• **ENTRIES SHOWN**:
— Start —

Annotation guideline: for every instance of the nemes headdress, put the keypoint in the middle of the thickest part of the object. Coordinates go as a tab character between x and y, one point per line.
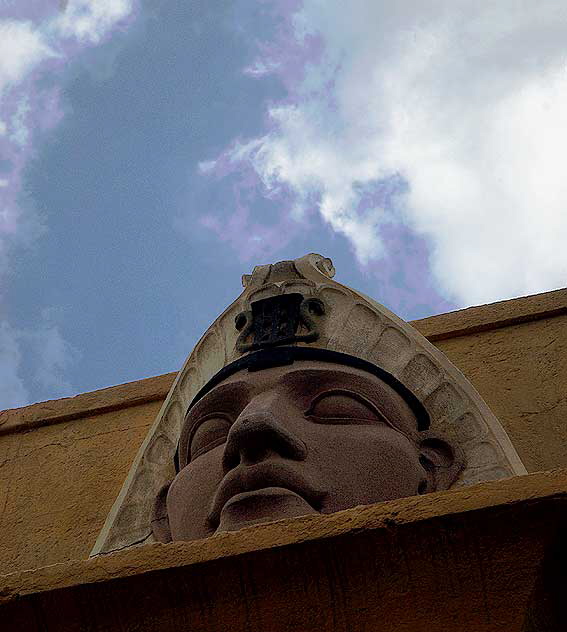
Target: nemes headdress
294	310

— End —
— Start —

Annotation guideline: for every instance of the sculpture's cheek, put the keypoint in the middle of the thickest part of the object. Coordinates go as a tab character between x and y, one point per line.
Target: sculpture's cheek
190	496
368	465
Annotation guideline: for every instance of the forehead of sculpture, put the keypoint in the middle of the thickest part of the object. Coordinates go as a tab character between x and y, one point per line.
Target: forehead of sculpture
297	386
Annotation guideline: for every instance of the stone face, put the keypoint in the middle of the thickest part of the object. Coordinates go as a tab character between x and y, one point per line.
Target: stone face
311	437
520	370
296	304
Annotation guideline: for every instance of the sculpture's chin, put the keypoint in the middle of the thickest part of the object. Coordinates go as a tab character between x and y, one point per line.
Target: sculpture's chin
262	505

— End —

• **WHAT NEEDS TO BE DONE**: State how many lines in the records above contain the word "guideline", counting a match only when its capitalization is the same. Reply with the number alone.

• **SOLUTION**: 5